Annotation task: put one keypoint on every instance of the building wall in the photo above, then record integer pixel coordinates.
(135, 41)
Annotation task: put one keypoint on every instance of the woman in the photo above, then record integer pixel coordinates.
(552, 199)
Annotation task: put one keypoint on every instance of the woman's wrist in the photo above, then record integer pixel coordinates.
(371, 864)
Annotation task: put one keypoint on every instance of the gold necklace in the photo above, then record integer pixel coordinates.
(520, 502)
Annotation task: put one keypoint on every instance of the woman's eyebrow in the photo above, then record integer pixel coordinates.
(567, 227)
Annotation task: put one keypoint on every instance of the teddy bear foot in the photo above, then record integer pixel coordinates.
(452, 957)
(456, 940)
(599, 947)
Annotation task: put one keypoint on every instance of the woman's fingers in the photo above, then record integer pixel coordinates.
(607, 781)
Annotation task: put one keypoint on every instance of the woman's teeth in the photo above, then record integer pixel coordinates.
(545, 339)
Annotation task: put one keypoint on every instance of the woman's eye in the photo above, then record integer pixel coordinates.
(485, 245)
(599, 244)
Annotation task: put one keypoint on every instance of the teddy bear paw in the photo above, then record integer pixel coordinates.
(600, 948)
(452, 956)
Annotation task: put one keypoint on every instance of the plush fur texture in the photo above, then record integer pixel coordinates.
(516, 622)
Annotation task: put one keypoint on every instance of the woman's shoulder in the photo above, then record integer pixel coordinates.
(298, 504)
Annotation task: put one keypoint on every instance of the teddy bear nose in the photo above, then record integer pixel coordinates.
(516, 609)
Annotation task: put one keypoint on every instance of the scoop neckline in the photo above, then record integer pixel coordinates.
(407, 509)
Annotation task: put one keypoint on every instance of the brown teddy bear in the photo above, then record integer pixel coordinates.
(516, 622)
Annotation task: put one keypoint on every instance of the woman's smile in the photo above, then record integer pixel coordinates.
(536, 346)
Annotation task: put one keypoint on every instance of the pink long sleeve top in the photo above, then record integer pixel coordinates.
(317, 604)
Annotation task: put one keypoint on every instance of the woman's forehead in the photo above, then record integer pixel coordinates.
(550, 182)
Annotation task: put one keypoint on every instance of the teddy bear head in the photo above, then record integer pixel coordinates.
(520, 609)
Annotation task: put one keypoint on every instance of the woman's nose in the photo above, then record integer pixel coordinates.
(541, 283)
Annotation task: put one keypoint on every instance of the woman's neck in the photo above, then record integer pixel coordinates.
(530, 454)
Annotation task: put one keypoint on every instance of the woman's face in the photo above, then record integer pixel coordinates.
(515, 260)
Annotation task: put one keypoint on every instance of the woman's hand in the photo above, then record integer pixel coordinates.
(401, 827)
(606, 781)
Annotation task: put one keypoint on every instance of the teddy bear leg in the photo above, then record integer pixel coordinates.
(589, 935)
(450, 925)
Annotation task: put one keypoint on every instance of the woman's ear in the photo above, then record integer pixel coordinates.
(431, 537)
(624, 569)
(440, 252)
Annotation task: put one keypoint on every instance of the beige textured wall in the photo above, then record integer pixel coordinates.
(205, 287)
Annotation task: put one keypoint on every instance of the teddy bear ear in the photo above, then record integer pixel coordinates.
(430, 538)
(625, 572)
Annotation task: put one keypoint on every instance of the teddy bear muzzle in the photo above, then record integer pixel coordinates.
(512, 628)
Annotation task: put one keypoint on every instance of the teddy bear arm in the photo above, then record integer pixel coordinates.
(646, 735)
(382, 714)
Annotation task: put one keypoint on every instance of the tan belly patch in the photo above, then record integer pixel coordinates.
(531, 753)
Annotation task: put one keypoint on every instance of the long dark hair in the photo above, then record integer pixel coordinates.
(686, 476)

____________________

DESCRIPTION OF THE TASK:
All the data is to be copied over exactly as it stands.

RESPONSE:
Annotation task: put one keypoint on every instance of the building wall in the photo above, then record integer pixel coordinates.
(135, 41)
Annotation task: put one keypoint on every instance of the woman in the photo above, then record integer pixel coordinates.
(552, 199)
Annotation task: put one keypoint on every instance of the woman's wrist in the photo above, then record integer pixel coordinates.
(371, 864)
Annotation task: put one keypoint on every instance of the gold necklace in the photo above, then record integer pixel coordinates.
(520, 502)
Annotation task: put one keypoint on every instance of the woman's eyebrow in the photo above, then record integer pixel coordinates.
(567, 227)
Annotation task: put one keypoint on every instance of the teddy bear foot in the photo above, then record integer pixel coordinates.
(452, 957)
(456, 940)
(599, 947)
Annotation task: put one keypoint on every instance of the woman's fingers in the photo above, then record integer pixel coordinates.
(607, 781)
Annotation task: put one keypoint on every instance of the woman's teeth in the photo above, then record integer pixel coordinates.
(545, 339)
Annotation task: put one keypoint on every instance of the woman's eye in the photo above, then record integer pixel coordinates.
(485, 245)
(599, 244)
Annotation task: put one keypoint on every instance of the teddy bear paw in the photo above, then record integer pixel coordinates.
(600, 948)
(452, 956)
Annotation task: put one keypoint on every instance of the plush fur texture in the photo above, then record integer pixel coordinates.
(516, 622)
Annotation task: put one keypoint on every instance of the woman's shoulder in the photo above, then record integer pixel coordinates.
(298, 504)
Annotation task: put one keypoint on every instance of the teddy bear nose in the photo above, then record integer pixel coordinates.
(516, 609)
Annotation task: put one keypoint on every instance of the scoop neckline in the photo above, then record integer pixel coordinates.
(407, 509)
Annotation task: put one keypoint on every instance of the brown teddy bear in the photo above, then record integer pixel coordinates.
(516, 622)
Annotation task: put one keypoint on every instance of the woman's smile in the photo above, then record integer pixel coordinates.
(536, 346)
Annotation task: put one keypoint on every instance of the pink long sleeve top in the photo above, then record integer pixel coordinates.
(317, 604)
Annotation task: put one keypoint on every instance of the woman's forehead in the photo above, then record integer pixel coordinates.
(550, 182)
Annotation task: put one keypoint on every instance of the teddy bear head in the photo above, then record integer pixel coordinates.
(520, 609)
Annotation task: put one keypoint on every instance of the woman's nose in the photo above, then record integer pixel coordinates.
(541, 283)
Annotation task: put one keypoint on every instance of the woman's neck in the photo above, then record integer pixel coordinates.
(530, 454)
Annotation task: put one keypoint on every instance of the woman's face in the photo above, then record integer pixel coordinates.
(515, 260)
Annotation task: put one keypoint on every instance of the woman's hand in the photo above, then record integer pixel coordinates.
(401, 827)
(606, 781)
Annotation task: put one keypoint on every instance of the teddy bear leg in the photo above, then record integer pixel coordinates.
(589, 935)
(450, 925)
Annotation task: put one keypoint on every instance of the woman's ear in the photo above, then record integer pixel coordinates.
(431, 537)
(624, 569)
(440, 252)
Annotation task: put one keypoint on every instance of the beige textured wall in the photo above, then record integer pixel coordinates.
(205, 287)
Annotation task: put one keypoint on every instance of the teddy bear ear in the photo above, then record integer pixel coordinates.
(430, 538)
(625, 572)
Annotation task: put one keypoint on every instance of the teddy bear muzzle in the photo above, then record integer pixel coordinates.
(512, 628)
Annotation task: put one keypoint on every instance of the teddy bear arm in the photo above, then record integer pixel coordinates.
(646, 735)
(382, 714)
Annotation task: put one keypoint on every instance of the tan belly patch in the photo above, then record integer pixel coordinates.
(531, 753)
Annotation task: put one keypoint on every instance of the long dark hair in the photo above, then record integer pixel coordinates.
(686, 476)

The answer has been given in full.